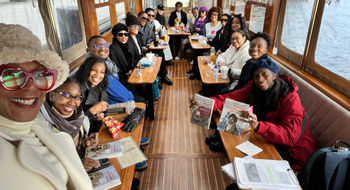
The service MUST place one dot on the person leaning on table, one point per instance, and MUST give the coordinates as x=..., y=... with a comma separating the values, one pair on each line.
x=32, y=156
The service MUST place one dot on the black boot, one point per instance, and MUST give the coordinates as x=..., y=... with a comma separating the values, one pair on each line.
x=166, y=80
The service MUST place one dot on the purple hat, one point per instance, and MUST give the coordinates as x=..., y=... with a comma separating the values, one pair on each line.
x=203, y=8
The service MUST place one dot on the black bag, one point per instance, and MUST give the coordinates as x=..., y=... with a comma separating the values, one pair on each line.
x=327, y=169
x=133, y=119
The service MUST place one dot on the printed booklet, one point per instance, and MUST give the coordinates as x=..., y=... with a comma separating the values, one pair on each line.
x=201, y=113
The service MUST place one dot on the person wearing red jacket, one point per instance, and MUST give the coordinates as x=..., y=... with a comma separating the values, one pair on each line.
x=278, y=114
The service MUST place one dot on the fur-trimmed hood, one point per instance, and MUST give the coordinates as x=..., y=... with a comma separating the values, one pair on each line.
x=19, y=45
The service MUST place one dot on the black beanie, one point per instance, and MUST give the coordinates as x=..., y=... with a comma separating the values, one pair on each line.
x=119, y=27
x=131, y=20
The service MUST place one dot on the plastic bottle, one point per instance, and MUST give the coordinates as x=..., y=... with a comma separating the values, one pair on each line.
x=212, y=55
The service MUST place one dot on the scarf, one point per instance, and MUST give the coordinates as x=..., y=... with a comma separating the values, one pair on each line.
x=69, y=125
x=266, y=101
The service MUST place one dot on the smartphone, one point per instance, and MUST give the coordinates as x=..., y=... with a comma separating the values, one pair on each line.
x=103, y=164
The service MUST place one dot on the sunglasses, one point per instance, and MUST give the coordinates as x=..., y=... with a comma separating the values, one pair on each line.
x=14, y=78
x=101, y=46
x=70, y=97
x=120, y=34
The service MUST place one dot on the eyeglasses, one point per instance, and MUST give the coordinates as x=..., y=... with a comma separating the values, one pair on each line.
x=14, y=78
x=101, y=46
x=120, y=34
x=70, y=97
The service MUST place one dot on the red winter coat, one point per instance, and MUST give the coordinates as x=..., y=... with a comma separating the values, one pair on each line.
x=283, y=126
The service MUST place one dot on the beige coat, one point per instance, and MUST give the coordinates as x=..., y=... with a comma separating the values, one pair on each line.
x=21, y=167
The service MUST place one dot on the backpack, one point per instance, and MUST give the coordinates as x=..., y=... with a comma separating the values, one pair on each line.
x=327, y=169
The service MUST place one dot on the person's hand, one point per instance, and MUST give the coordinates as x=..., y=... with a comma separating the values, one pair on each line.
x=100, y=116
x=92, y=140
x=251, y=118
x=193, y=103
x=89, y=163
x=99, y=107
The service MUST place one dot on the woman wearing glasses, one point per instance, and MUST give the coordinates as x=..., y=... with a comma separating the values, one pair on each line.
x=93, y=84
x=32, y=157
x=62, y=112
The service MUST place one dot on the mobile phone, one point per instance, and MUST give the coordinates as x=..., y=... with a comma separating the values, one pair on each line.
x=103, y=164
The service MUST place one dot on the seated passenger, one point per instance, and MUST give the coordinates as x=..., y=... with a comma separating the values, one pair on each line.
x=97, y=46
x=200, y=21
x=63, y=113
x=31, y=156
x=221, y=35
x=93, y=85
x=278, y=114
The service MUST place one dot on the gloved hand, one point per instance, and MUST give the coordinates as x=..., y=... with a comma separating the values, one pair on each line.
x=133, y=119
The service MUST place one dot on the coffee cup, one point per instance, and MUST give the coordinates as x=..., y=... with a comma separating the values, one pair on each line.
x=224, y=72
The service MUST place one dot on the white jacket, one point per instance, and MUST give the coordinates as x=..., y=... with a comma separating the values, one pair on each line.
x=234, y=59
x=23, y=168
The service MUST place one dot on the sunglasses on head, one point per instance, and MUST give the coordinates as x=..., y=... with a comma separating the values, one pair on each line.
x=120, y=34
x=14, y=78
x=101, y=46
x=70, y=97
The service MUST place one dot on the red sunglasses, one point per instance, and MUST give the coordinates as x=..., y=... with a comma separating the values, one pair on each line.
x=15, y=78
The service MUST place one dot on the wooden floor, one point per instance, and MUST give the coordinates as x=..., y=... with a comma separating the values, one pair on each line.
x=178, y=157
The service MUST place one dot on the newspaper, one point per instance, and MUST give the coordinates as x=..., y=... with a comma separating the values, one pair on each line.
x=264, y=174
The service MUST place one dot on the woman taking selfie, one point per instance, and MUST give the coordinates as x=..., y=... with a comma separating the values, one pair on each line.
x=32, y=157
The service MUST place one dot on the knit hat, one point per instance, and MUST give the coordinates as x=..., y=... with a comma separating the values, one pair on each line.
x=119, y=27
x=264, y=63
x=131, y=20
x=203, y=8
x=160, y=7
x=20, y=45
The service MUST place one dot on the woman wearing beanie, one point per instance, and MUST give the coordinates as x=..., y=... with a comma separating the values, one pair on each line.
x=278, y=115
x=31, y=157
x=200, y=21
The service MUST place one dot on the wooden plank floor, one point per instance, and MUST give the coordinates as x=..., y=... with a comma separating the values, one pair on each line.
x=178, y=157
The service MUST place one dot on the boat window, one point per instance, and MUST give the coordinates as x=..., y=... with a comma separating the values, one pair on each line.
x=257, y=18
x=332, y=50
x=120, y=7
x=103, y=19
x=296, y=24
x=26, y=14
x=67, y=22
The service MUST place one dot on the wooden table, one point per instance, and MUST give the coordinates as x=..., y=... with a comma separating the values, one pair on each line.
x=126, y=174
x=196, y=45
x=159, y=47
x=231, y=141
x=173, y=33
x=148, y=76
x=207, y=73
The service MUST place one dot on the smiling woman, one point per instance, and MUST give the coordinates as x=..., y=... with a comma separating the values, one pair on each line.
x=27, y=71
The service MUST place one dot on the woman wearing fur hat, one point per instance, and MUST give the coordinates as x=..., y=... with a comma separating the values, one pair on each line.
x=31, y=157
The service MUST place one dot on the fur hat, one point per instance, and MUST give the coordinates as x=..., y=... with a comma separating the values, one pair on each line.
x=131, y=20
x=264, y=63
x=20, y=45
x=119, y=27
x=203, y=8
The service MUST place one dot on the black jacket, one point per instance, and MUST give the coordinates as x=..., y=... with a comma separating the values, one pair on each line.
x=173, y=17
x=124, y=61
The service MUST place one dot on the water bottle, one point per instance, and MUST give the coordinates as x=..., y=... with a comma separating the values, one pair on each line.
x=215, y=72
x=212, y=55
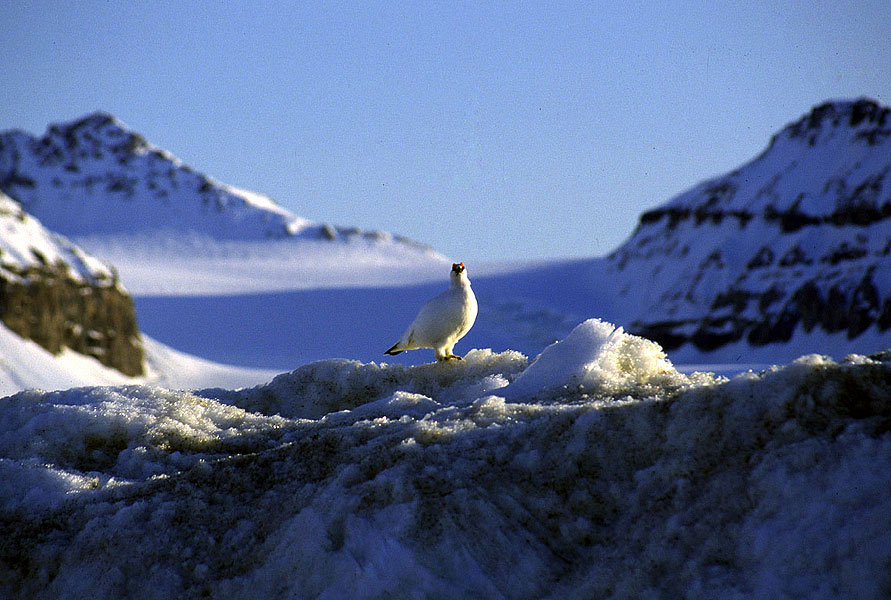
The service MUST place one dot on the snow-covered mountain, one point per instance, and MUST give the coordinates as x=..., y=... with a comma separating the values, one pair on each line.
x=796, y=241
x=95, y=176
x=169, y=229
x=66, y=320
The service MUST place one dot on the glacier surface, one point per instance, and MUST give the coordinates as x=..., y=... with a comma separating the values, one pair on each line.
x=595, y=471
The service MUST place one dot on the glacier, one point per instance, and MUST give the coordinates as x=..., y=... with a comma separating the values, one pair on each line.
x=596, y=470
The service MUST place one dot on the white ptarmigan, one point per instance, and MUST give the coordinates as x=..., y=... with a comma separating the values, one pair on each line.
x=443, y=320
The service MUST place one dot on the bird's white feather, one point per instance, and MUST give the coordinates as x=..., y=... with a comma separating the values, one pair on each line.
x=443, y=320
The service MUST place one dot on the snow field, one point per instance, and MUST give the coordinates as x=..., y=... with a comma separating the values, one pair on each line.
x=604, y=474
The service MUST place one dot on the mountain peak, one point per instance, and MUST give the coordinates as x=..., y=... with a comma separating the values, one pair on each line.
x=869, y=118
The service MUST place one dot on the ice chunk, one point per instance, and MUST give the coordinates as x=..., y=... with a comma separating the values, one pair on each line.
x=596, y=357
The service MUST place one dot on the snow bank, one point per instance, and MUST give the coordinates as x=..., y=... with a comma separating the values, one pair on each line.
x=597, y=357
x=344, y=479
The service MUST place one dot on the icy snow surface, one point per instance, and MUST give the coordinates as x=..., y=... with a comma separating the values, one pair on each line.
x=605, y=474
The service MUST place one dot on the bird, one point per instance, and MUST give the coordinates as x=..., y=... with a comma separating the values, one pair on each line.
x=443, y=320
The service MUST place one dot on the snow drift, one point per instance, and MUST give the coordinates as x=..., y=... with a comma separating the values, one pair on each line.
x=605, y=474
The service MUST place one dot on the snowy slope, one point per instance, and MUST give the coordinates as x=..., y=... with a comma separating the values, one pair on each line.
x=797, y=240
x=597, y=471
x=27, y=251
x=25, y=365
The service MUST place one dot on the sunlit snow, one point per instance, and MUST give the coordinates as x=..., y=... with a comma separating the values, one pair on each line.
x=595, y=471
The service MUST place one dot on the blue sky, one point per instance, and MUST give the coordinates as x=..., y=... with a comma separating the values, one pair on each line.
x=492, y=131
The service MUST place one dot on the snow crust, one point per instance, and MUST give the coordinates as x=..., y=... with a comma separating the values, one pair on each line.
x=365, y=480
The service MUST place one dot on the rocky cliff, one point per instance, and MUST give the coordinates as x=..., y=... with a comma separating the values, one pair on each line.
x=53, y=293
x=797, y=239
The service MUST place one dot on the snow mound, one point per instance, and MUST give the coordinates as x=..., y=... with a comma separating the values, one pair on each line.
x=327, y=386
x=598, y=357
x=429, y=482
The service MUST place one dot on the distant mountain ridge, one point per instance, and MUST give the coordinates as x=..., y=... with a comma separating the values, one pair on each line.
x=94, y=176
x=797, y=239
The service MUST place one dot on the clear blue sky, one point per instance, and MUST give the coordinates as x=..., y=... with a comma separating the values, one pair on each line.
x=489, y=130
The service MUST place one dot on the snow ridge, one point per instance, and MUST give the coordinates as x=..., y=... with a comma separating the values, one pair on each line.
x=796, y=240
x=94, y=176
x=345, y=479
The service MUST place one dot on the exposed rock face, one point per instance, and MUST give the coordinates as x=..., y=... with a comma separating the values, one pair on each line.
x=797, y=239
x=56, y=295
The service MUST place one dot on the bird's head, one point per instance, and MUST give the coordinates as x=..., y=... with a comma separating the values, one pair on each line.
x=458, y=276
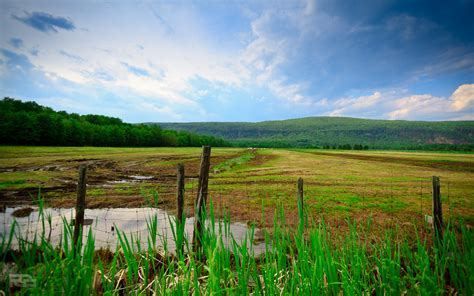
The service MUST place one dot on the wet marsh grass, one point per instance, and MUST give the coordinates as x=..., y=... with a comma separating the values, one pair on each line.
x=311, y=258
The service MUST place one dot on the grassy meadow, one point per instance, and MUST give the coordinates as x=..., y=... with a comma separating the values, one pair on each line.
x=365, y=230
x=389, y=186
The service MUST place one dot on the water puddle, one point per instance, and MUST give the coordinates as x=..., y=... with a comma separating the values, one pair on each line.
x=131, y=179
x=105, y=223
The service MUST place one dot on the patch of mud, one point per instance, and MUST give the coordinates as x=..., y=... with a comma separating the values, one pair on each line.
x=22, y=212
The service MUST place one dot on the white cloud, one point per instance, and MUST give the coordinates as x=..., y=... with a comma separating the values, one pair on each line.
□ □ □ □ □
▸ **Task statement**:
Your output should be an exact transcription of the line that holds "The service MUST place one dot on the wet" and each line after it through the end of the listing above.

▸ **Final answer**:
The service MUST place one dot on the wet marsh grass, one point per instance, and MUST give the coordinates as x=..., y=... with a comma separating the values, one pair on each line.
x=311, y=258
The service MUST place one dot on the grassy meadow, one point per instance, and MUST give the coordinates as x=..., y=... with a comma separating the values, one pair on each line.
x=365, y=230
x=389, y=186
The service MUST place one dot on the water puddle, one point per instance, and MUST give the coordinates as x=..., y=... with a comma separating the values, one pair on each line.
x=131, y=179
x=105, y=223
The service MUST place one dot on the patch of mud, one point per instance, and MUST give the coordinates as x=..., y=... with a comma separating the values, one pair on each line.
x=22, y=212
The service MUST place one dot on the white cloud, one point per instance, and MUST give the coordinates as x=..., y=... with a comma separating the values, one pair on each line.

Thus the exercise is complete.